Collect each line of the records below that contains the word "tigerfish" and copy it out in full.

▸ MATERIAL FOR THIS EXERCISE:
* * * *
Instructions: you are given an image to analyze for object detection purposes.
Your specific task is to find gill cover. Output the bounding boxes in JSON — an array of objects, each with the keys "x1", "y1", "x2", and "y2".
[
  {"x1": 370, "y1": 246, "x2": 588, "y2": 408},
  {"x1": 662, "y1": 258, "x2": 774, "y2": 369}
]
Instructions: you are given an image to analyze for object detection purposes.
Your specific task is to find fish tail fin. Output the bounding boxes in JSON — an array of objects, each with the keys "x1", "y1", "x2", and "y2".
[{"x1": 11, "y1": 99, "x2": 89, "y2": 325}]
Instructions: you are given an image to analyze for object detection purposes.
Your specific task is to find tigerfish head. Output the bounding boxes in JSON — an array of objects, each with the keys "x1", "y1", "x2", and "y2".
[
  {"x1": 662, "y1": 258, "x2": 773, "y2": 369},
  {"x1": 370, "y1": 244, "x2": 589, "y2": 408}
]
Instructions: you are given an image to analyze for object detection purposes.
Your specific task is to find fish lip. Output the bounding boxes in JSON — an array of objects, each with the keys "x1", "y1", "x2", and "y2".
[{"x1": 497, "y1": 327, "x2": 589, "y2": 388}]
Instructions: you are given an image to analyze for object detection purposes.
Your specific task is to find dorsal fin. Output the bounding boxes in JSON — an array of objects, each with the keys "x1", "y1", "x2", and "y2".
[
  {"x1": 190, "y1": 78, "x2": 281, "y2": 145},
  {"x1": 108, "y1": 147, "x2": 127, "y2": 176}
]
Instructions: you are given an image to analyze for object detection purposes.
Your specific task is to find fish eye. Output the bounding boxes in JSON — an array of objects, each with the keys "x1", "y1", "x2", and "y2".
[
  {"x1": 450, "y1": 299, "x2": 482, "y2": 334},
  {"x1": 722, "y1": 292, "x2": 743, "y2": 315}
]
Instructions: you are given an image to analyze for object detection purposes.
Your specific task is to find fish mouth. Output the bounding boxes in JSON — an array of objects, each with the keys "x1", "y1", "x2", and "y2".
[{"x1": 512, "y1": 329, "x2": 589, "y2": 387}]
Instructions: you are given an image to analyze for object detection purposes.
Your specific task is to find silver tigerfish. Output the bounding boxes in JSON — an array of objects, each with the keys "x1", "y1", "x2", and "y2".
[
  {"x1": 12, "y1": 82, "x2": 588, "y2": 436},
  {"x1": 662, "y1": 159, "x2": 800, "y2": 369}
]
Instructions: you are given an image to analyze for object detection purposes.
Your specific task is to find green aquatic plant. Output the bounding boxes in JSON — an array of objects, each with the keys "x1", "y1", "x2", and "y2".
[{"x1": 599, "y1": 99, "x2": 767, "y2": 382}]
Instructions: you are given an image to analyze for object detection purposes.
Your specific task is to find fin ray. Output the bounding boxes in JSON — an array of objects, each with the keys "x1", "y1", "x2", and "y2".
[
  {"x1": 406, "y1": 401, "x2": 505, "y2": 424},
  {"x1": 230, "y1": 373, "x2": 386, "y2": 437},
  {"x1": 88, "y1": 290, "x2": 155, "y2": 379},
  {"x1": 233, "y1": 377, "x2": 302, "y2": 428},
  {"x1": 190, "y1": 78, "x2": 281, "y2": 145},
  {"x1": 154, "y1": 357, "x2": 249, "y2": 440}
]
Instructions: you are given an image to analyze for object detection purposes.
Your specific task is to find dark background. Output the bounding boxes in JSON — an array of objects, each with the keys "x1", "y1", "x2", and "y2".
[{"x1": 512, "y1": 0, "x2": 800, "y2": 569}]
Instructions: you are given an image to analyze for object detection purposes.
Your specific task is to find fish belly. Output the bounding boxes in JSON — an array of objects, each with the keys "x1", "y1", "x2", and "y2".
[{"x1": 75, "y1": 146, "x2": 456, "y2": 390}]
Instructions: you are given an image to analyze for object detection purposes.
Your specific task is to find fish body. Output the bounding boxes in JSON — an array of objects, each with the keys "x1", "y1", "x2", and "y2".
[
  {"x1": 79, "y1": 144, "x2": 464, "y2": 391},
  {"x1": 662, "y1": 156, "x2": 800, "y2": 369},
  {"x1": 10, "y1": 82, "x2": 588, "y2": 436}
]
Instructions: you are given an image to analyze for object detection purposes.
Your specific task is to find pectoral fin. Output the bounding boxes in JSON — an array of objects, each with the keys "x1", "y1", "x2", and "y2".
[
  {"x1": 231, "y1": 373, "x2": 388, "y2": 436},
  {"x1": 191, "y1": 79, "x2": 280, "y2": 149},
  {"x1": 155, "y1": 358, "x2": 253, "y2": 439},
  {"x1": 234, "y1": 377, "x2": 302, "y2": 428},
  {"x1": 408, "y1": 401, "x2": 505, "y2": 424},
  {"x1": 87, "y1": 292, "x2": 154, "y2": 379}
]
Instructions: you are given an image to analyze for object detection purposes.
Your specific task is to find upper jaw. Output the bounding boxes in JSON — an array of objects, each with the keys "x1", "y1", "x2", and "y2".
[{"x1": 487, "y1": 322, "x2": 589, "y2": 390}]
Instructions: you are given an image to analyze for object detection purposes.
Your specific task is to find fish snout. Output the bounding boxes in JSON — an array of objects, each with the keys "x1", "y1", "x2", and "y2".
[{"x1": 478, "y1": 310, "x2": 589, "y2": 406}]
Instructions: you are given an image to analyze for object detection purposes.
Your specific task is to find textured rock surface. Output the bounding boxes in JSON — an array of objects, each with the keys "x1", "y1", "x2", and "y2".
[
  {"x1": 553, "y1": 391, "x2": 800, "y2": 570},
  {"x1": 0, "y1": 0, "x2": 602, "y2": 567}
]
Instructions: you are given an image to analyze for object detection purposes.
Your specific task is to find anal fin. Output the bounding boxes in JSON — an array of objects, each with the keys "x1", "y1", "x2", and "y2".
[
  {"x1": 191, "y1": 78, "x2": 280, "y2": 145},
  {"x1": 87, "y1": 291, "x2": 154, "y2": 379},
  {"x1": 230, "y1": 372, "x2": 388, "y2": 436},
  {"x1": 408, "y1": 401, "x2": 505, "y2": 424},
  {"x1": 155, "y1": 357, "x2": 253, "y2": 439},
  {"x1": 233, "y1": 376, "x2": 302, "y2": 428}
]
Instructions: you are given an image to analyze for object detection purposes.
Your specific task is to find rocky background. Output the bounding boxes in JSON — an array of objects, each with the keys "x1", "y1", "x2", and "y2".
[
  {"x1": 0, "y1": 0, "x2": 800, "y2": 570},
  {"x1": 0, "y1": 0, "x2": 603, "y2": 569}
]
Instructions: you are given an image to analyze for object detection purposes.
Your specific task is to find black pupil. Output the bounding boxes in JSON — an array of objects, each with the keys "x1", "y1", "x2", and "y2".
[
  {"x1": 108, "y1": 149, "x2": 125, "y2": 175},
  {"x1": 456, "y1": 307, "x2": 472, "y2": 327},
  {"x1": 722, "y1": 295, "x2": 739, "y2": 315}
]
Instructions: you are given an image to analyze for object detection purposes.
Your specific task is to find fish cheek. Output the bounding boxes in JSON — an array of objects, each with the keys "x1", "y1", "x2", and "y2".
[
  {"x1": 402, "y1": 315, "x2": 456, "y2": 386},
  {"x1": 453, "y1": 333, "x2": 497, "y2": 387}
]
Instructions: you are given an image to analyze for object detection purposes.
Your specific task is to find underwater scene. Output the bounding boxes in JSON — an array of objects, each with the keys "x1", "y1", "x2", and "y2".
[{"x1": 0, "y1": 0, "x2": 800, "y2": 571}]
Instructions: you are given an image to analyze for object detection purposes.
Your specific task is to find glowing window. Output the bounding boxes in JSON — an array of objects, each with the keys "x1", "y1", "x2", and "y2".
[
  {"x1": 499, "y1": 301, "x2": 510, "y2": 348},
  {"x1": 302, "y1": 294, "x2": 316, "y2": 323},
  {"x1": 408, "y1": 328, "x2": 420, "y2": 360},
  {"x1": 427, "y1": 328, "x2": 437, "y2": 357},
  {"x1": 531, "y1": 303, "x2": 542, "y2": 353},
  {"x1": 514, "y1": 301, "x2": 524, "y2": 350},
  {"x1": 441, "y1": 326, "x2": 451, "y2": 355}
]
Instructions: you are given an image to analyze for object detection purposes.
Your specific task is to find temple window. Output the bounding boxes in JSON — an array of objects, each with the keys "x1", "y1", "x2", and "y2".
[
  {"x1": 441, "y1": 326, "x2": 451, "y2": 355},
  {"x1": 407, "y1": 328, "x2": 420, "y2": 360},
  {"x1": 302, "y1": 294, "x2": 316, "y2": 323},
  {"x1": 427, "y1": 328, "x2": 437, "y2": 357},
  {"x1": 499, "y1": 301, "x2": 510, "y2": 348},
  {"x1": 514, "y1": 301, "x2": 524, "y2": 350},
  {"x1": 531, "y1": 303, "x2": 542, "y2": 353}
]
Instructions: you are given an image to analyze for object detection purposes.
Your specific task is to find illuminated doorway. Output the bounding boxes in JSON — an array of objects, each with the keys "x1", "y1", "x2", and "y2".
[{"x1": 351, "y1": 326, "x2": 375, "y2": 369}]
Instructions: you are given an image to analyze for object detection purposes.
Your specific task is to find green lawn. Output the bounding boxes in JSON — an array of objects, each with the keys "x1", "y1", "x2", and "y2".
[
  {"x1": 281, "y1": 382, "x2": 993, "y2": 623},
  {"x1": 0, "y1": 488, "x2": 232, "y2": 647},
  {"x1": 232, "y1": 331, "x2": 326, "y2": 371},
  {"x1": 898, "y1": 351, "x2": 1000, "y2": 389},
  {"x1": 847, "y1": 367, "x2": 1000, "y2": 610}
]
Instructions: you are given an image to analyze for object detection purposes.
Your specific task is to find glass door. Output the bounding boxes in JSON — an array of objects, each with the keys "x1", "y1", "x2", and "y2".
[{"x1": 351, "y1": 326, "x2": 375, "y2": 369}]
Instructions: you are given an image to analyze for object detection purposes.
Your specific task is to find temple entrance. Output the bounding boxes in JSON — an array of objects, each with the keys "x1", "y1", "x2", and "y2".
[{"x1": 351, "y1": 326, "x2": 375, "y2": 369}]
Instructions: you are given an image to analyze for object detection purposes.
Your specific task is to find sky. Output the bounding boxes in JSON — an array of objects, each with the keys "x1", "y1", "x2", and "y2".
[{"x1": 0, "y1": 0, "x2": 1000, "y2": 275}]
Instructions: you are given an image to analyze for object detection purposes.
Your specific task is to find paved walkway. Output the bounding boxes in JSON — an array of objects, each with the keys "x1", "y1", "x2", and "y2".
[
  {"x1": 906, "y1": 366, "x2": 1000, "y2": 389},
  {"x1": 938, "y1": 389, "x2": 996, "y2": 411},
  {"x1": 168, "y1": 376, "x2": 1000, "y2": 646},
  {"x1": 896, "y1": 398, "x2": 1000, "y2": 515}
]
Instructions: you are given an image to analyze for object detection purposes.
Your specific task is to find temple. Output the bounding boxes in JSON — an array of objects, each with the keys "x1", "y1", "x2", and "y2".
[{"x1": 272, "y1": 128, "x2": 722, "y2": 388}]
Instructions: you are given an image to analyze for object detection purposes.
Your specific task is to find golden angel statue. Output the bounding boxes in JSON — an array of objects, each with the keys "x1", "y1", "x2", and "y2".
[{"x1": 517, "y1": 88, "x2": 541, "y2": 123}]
* * * *
▸ TASK OUTPUT:
Your specific task is to find tigerfish head. Output the bounding boxes in JSON — an array of objects, each with the keys "x1", "y1", "x2", and "y2".
Your specific task is to find silver tigerfish. Output the bounding boxes in JSON — an array of objects, each with the keys "x1", "y1", "x2", and "y2".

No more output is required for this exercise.